• **WHAT THE TASK ASKS**:
Can you quote the lines below exactly, starting at the line with "# Respond with" and going through the last one?

[[ DATA FOR THIS TASK, beginning ]]

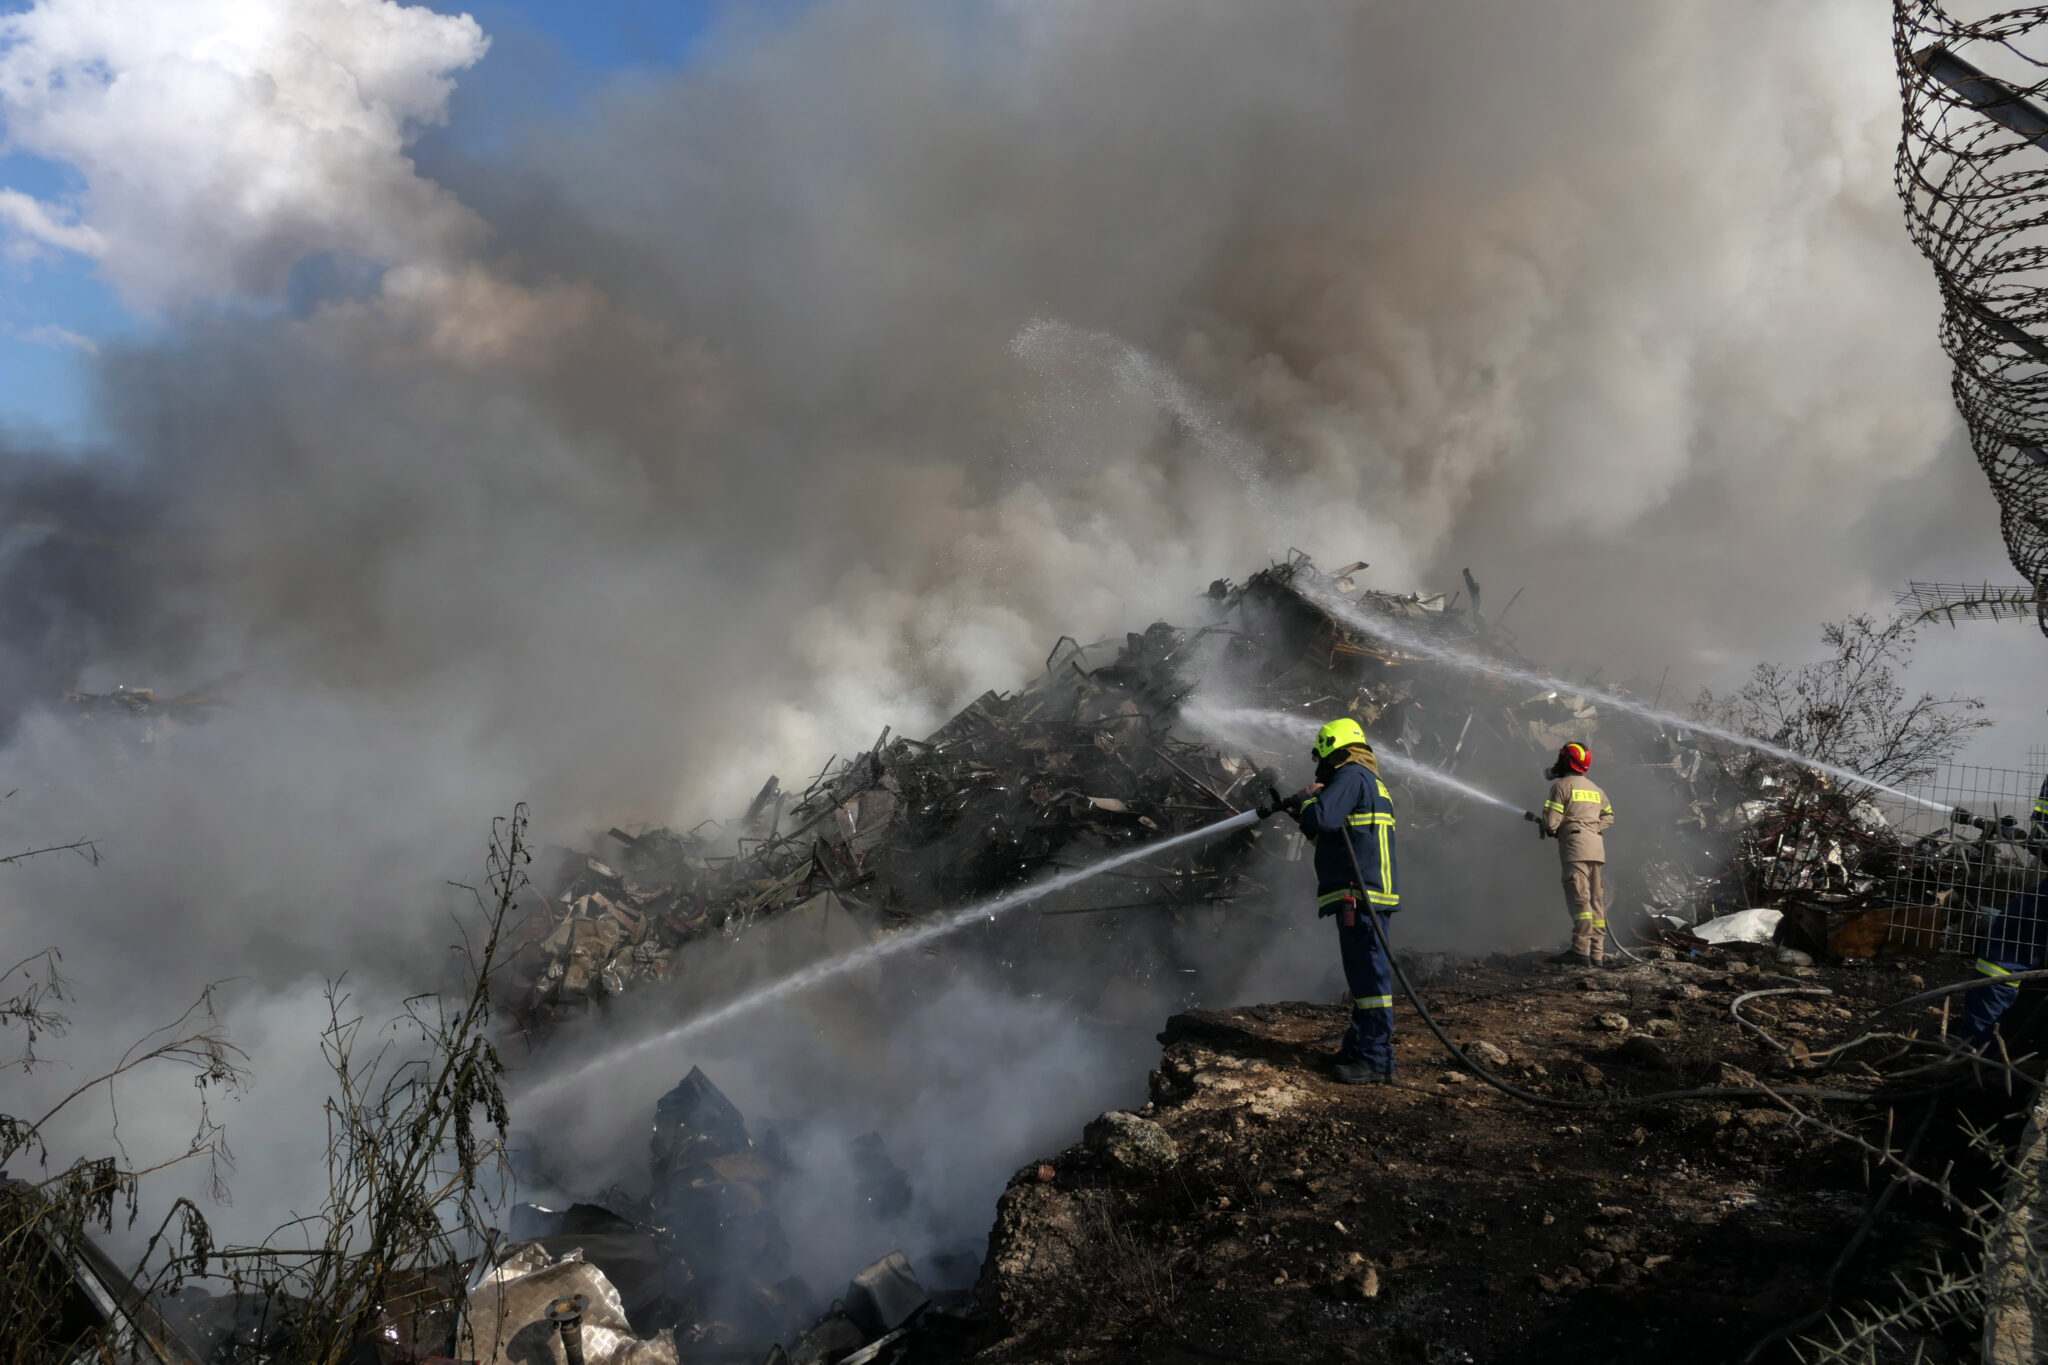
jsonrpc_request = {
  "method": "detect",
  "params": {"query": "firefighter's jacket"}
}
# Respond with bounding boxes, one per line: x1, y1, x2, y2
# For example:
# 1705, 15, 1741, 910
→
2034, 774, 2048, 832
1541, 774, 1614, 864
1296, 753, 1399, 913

[[ DATA FOR THIS TASK, end ]]

• **RESPONSE**:
# Respond with bounding boxes, one per line: x1, y1, x2, y2
# For example:
# 1705, 15, 1741, 910
→
2034, 774, 2048, 832
1541, 774, 1614, 864
1296, 753, 1399, 913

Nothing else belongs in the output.